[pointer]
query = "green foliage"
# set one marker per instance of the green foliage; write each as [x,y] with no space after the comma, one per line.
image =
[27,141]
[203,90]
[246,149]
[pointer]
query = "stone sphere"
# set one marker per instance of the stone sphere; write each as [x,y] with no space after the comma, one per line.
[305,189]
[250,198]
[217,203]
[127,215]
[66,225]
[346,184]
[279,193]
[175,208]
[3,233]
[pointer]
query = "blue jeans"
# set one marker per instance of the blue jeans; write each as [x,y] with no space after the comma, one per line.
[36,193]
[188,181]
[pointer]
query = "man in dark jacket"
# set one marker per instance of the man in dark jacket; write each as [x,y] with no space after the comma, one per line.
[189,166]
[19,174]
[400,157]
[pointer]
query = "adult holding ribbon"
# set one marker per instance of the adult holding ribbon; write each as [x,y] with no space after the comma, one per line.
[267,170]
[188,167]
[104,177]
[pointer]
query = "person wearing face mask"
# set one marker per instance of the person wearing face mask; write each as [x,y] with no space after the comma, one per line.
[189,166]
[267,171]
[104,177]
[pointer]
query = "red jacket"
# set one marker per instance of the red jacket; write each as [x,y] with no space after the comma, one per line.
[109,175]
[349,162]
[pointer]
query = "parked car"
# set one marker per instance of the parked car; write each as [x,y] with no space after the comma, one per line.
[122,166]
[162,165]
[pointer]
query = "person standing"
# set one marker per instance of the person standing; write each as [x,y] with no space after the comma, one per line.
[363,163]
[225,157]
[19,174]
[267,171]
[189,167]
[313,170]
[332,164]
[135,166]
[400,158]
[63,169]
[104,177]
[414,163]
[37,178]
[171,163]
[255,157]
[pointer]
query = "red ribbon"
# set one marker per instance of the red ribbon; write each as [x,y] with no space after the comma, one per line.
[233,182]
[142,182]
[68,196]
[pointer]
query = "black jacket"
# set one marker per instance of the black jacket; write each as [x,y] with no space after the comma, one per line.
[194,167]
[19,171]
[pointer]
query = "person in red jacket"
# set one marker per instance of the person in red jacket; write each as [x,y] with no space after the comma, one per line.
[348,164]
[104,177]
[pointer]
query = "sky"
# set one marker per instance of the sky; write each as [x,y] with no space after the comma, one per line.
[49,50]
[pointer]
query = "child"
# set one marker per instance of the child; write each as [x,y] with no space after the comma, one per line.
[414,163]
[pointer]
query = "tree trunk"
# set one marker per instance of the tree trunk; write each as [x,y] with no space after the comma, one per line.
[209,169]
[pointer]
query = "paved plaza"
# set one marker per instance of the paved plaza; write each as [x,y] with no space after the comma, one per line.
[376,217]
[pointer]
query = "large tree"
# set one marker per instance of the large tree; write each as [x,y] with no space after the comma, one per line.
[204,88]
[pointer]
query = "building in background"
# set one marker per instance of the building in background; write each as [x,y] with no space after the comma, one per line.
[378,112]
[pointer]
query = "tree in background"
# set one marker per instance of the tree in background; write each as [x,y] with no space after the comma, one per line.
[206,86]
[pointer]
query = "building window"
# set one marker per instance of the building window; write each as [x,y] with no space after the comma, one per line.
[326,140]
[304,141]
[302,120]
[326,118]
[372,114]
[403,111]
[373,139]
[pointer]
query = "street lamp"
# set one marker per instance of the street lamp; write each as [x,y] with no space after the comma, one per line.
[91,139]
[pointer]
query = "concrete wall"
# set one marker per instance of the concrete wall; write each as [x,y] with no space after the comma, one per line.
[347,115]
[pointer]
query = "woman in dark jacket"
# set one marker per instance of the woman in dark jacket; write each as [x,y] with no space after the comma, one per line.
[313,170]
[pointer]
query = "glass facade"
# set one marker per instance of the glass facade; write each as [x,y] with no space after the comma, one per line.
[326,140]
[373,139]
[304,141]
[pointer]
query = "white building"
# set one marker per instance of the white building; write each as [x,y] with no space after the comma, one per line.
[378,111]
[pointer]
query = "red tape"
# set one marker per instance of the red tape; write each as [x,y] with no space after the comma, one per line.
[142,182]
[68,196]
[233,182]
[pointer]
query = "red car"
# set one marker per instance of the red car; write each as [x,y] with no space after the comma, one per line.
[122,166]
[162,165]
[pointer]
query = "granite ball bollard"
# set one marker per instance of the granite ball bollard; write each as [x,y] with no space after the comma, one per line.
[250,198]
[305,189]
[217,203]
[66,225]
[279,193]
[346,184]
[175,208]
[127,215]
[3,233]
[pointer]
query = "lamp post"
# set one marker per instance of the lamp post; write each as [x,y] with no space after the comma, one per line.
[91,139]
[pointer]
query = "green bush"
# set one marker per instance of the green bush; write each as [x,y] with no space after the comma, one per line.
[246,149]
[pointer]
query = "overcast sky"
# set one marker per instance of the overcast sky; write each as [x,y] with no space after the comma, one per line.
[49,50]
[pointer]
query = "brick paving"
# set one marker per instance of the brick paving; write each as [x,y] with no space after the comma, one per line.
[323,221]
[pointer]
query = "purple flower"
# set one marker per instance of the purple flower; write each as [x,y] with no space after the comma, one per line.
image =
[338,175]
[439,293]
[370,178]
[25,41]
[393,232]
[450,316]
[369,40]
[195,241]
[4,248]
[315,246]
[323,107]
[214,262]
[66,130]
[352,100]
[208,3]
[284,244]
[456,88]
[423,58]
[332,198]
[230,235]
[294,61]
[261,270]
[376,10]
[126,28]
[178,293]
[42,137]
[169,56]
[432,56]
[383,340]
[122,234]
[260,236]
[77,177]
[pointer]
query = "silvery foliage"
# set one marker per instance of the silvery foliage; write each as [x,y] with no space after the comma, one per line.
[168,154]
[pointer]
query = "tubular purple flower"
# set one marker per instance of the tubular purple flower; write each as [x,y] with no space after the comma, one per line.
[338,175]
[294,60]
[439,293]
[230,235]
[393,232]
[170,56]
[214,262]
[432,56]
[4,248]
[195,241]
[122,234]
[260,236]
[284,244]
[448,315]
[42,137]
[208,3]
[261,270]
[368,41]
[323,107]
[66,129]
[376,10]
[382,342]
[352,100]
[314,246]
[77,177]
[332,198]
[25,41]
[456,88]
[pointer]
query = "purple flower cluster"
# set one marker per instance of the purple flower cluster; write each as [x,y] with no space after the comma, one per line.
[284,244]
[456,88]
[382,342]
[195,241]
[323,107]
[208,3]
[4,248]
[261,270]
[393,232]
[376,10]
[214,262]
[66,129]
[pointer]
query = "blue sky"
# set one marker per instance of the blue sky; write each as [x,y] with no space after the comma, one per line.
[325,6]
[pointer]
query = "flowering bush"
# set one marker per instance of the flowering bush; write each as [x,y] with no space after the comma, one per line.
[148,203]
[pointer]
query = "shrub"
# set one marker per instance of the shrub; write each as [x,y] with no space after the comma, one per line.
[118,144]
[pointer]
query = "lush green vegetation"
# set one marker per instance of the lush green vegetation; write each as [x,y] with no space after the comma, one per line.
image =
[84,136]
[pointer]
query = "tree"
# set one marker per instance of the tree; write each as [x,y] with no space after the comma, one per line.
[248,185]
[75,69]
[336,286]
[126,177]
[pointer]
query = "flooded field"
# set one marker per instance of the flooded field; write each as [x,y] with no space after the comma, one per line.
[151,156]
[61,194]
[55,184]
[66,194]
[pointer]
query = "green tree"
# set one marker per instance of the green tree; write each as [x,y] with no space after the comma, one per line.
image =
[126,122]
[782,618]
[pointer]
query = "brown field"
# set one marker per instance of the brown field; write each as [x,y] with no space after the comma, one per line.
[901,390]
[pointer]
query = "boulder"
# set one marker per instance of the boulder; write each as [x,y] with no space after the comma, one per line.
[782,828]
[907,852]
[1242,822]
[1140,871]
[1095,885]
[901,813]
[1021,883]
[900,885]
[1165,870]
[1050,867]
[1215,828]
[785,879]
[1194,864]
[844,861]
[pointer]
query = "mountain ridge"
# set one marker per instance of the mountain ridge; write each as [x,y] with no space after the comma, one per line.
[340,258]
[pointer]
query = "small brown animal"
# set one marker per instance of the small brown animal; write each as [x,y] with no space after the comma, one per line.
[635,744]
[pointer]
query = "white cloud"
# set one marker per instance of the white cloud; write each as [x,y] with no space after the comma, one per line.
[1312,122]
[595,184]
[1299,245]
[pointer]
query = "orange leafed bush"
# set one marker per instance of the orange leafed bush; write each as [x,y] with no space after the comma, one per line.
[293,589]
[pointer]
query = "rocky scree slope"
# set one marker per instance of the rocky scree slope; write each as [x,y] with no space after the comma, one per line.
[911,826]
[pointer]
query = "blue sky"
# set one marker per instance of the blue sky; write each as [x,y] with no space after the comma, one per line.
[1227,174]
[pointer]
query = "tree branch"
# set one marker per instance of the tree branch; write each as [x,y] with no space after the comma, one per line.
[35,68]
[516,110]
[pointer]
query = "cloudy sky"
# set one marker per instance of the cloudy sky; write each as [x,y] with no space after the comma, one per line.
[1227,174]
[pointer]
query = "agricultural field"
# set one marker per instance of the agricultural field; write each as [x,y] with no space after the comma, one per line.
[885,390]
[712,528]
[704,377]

# WHAT IS BEING ASKED
State how many of the lines above contain the string "ridge", treating uppercase and lowercase as distinct, and give only that number.

# RESULT OF THIS EXERCISE
2